YOUR ASSIGNMENT: Would you transcribe the line that holds "Task: point out the light" and all the lines below it, through the final one, exactly and with nothing else?

EXTRACTED ENTRIES:
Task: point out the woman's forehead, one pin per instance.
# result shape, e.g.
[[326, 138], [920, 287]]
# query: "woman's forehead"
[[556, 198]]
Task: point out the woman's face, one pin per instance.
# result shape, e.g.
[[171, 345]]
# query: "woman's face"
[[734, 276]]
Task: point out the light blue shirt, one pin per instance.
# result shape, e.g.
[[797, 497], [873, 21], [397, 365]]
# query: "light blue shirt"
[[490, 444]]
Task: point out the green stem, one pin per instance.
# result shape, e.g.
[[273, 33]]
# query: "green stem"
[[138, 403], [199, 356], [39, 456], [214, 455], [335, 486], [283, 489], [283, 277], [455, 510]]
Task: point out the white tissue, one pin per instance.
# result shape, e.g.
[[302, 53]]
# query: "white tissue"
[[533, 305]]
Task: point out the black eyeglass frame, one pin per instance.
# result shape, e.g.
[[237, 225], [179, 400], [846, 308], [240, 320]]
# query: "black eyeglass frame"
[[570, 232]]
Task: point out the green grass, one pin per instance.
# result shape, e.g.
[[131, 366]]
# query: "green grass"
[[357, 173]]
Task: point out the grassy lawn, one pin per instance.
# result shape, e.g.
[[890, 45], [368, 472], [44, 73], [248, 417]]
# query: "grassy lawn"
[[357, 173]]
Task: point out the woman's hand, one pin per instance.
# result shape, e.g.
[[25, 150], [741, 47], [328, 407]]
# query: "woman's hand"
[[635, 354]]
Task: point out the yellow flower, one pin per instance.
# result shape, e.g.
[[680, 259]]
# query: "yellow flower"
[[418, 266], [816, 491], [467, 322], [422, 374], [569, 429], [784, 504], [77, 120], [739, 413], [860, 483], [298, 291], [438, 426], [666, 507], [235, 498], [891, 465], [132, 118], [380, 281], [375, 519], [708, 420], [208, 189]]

EXERCISE RESPONSE:
Task: point out the light blue shirt, one pin per instance.
# result shape, e.g.
[[797, 497], [873, 21], [397, 365]]
# query: "light blue shirt"
[[490, 444]]
Task: point out the green stem, one pin per instance.
# result shape, e.g.
[[273, 33]]
# query: "green stem"
[[138, 403], [199, 356], [39, 456], [214, 455], [335, 486], [283, 489], [283, 277], [455, 510]]
Task: point out the white tissue, one pin per instance.
# result shape, e.g.
[[302, 53]]
# query: "white tissue"
[[533, 305]]
Task: point out the black eyeglass frame, one pin per instance.
# result shape, e.g.
[[237, 225], [179, 400], [846, 308], [240, 320]]
# query: "black eyeglass frame"
[[570, 232]]
Task: point out the green grass, one pin per instance.
# result shape, e.g.
[[131, 366]]
# query: "green grass"
[[357, 173]]
Task: point out the grassy lawn, one pin per instance.
# result shape, e.g.
[[890, 45], [368, 472], [44, 73], [248, 417]]
# query: "grassy lawn"
[[357, 173]]
Task: point out the woman's hand, one pin per instance.
# result shape, e.g.
[[25, 150], [741, 47], [328, 407]]
# query: "woman's hand"
[[635, 354]]
Task: point out the yellow flower, one pin per instance.
# result shape, e.g.
[[680, 259]]
# query: "yellow flower"
[[418, 266], [816, 491], [467, 322], [422, 374], [569, 429], [784, 504], [77, 120], [739, 413], [860, 483], [298, 291], [438, 426], [666, 507], [235, 498], [891, 465], [132, 118], [380, 281], [375, 519], [708, 420], [208, 189]]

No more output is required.